**Task brief:**
Within the records that follow, find every line containing the string "hand". Copy those lines.

(Data section Opens)

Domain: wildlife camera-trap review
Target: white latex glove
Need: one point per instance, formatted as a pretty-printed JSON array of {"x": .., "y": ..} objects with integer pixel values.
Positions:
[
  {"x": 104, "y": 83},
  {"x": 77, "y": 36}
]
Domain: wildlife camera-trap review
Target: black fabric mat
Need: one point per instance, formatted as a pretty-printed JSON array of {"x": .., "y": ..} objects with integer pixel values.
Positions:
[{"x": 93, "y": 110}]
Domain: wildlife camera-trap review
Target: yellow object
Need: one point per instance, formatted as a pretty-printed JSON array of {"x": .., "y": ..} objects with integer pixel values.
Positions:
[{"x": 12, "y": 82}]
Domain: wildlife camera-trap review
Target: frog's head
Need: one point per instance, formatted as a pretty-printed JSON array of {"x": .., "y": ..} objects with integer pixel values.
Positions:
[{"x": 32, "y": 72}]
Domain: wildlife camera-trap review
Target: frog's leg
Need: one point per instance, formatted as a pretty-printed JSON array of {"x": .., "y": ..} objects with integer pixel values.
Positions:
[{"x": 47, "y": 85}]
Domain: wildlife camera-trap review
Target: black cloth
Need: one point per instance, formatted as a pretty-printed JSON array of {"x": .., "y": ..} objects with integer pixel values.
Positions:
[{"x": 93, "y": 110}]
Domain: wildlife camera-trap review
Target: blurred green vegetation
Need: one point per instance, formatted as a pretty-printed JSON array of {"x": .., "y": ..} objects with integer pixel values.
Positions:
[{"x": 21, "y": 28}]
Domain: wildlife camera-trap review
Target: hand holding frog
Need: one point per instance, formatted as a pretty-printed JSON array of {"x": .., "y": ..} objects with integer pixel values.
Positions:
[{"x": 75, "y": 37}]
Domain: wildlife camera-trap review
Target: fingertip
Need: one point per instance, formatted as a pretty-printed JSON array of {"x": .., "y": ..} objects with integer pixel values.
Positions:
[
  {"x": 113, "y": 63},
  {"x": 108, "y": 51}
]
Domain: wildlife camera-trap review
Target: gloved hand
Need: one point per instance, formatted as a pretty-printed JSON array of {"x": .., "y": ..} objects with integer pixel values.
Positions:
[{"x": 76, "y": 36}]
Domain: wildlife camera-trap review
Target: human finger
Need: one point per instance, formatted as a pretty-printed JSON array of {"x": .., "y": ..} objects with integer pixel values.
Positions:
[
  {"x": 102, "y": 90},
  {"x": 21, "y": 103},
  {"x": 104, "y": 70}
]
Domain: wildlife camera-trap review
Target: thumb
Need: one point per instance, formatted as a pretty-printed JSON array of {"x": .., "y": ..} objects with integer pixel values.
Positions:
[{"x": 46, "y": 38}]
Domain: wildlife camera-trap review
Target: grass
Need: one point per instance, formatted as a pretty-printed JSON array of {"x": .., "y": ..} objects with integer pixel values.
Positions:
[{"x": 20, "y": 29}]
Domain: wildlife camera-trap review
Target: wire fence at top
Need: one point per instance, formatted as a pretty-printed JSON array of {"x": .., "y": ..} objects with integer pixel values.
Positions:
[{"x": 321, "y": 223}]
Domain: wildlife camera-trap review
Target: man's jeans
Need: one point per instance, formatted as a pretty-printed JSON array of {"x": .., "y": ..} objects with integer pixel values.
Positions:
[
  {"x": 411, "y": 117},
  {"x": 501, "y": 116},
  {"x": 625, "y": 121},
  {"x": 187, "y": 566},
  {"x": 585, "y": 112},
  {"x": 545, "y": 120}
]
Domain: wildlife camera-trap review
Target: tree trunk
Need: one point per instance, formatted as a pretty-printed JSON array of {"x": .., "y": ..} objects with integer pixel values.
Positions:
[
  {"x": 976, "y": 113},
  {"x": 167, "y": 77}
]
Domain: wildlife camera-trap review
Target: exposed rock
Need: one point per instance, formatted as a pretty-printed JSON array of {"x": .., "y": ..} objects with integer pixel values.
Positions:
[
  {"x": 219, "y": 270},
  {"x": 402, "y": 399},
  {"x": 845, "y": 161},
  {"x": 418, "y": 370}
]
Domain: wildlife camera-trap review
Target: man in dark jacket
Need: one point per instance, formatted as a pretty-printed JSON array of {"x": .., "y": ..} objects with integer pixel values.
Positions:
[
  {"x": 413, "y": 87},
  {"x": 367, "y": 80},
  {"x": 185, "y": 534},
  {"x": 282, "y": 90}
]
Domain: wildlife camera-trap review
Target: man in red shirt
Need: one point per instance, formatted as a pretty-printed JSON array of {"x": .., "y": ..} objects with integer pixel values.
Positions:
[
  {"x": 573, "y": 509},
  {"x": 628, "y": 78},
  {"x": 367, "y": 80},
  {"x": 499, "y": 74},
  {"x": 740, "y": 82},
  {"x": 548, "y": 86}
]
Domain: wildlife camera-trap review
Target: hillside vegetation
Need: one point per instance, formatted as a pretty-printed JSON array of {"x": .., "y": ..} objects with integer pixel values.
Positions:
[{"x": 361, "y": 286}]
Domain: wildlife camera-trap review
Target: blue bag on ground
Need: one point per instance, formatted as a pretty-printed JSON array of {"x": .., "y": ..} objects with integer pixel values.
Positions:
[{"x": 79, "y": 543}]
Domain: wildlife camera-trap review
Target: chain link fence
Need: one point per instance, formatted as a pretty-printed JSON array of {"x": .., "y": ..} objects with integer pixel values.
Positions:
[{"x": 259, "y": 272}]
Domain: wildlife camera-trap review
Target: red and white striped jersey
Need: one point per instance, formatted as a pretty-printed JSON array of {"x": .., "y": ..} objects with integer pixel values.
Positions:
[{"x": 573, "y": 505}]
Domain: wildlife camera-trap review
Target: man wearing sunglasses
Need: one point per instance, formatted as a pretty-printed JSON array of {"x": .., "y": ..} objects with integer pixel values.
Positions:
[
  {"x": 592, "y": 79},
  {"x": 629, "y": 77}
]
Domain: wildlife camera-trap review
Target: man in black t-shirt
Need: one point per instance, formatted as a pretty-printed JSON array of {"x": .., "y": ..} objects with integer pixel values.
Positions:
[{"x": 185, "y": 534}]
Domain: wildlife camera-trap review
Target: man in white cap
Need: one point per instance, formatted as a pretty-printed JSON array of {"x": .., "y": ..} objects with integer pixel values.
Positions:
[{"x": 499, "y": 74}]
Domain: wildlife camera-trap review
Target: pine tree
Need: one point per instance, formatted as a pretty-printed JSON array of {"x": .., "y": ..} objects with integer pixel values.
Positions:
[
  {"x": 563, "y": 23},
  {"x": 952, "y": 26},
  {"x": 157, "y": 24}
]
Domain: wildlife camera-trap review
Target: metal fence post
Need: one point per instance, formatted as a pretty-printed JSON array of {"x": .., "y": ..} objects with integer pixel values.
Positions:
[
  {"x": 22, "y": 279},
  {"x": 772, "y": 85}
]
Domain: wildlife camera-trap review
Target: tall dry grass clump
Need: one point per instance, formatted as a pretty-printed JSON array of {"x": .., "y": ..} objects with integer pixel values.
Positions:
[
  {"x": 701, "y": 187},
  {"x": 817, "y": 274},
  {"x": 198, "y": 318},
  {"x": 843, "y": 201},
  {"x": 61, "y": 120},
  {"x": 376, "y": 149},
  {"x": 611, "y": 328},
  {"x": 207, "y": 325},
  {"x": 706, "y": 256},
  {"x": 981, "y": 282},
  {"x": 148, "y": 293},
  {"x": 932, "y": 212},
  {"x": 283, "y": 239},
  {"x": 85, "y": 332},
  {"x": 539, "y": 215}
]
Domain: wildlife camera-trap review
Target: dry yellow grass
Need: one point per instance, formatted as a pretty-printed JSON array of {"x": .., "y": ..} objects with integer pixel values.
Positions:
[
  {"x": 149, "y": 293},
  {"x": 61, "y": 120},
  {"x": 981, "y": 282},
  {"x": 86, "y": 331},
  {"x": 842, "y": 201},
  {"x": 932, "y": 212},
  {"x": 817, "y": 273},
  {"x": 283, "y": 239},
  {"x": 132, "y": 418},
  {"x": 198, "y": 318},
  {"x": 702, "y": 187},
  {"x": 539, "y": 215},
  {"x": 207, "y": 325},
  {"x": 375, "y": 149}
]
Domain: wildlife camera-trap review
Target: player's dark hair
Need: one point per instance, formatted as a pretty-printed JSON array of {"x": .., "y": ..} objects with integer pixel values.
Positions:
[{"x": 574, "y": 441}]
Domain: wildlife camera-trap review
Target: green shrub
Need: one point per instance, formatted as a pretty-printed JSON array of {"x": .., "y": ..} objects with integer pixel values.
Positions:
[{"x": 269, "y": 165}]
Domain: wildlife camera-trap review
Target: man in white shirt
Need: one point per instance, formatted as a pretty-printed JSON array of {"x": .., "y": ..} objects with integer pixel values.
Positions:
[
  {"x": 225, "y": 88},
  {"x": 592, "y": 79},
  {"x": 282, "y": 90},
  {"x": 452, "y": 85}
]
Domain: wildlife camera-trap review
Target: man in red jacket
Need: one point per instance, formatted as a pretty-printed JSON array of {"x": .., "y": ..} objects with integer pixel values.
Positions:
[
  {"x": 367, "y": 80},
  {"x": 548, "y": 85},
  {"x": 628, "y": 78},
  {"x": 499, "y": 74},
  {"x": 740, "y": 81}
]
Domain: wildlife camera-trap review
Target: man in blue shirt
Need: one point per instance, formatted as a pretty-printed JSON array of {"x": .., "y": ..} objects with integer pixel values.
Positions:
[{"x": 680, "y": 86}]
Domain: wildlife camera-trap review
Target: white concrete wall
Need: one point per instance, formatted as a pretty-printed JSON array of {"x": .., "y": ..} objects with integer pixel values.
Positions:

(Data section Closes)

**Task output:**
Target: hand holding frog
Target: gloved hand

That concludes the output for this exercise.